### TEXT PASSAGE
# # #
My sister asked me to set up a wireless network for them since they had recently ordered ADSL, so I bought a ADSL Modem/Router (3Com 3CRWE754G72). This works fine, no problem, it connects directly via wire to a main desktop PC and connects to the internet.

The problem I have revolves my sisters laptop, she is a teacher and connects it to the School's wired network when at school. Over Christmas we connected to the home wireless network and it all worked fine. Then after Christmas she took the Laptop back to school and it refused to connect to the wired network. It would appear that simply connecting to the router wirelessly had reconfigured the PC's network settings totally. In my naiveity I thought Windows XP would have separate profiles for wireless and wired so it wouldn't be a problem (well it shows them separately on 'Network Connections' anyway).
# # #
### RECORD LIST
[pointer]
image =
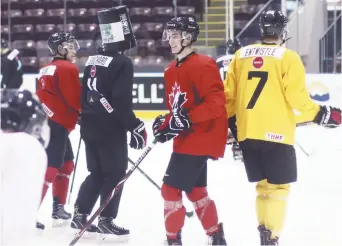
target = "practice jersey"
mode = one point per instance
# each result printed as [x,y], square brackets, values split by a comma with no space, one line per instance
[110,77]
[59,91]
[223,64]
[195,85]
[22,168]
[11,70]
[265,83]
# # #
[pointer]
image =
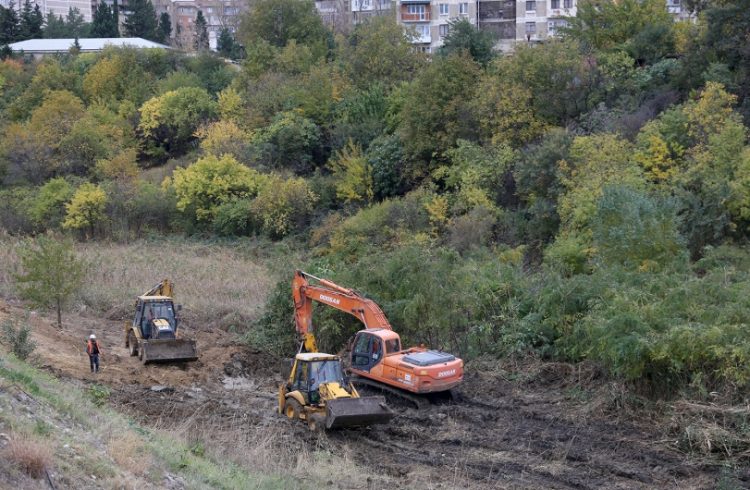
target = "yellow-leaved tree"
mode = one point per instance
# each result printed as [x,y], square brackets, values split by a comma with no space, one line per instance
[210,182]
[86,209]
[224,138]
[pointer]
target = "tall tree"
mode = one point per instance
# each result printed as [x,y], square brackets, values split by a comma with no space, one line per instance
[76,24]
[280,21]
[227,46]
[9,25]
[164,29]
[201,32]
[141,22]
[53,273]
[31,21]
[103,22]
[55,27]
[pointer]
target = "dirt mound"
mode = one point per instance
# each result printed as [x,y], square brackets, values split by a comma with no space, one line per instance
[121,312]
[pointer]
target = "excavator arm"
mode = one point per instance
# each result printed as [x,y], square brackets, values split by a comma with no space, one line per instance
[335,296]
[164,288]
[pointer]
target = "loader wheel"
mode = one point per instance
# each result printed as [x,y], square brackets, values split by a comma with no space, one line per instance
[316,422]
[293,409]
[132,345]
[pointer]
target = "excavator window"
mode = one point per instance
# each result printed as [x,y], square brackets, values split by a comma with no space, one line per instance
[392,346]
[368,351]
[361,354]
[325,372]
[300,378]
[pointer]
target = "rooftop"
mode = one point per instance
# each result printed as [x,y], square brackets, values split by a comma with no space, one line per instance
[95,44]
# # #
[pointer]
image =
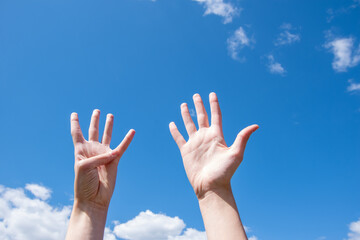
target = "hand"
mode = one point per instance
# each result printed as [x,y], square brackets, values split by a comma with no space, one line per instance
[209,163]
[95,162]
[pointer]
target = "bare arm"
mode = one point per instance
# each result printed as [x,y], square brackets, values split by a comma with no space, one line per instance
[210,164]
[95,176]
# # #
### GIVEN PROBLEM A
In the home network text, which operating system did the writer expect to keep separate profiles for wireless and wired connections?
### GIVEN PROBLEM B
List every piece of computer hardware that the home network text mentions.
### GIVEN PROBLEM C
Continue the home network text after its last sentence.

### EXERCISE ANSWER A
Windows XP

### EXERCISE ANSWER B
- The ADSL Modem/Router (3Com 3CRWE754G72)
- The main desktop PC
- The sister's laptop

### EXERCISE ANSWER C
I suspect this is something to do with the Modem/Router using a DHCP server and dynamically configuraing the IP address for the laptop and the school possibly having a fixed IP address (I don't know this for sure however). Surely this must be an extremely common scenario and Windows XP should allow this without having to manually configue each time?

After much tweaking the School finally managed to get the Laptop to reconnect to their network (they don't have a capable IT whiz) and I am loathed to fiddle without knowing what I am doing in case I mess things up again. Ideally though my sister would like to be able to do both with minimum bother, surely this is possible? Do I need to manually set IP addresses for the home network to emulate the school, in which case how do I do this? What happens if you connected wirelessly to another offsite wireless network (say in Starbucks) that used DHCP, would XP reconfigure it all again?

Any help would be most appreciated.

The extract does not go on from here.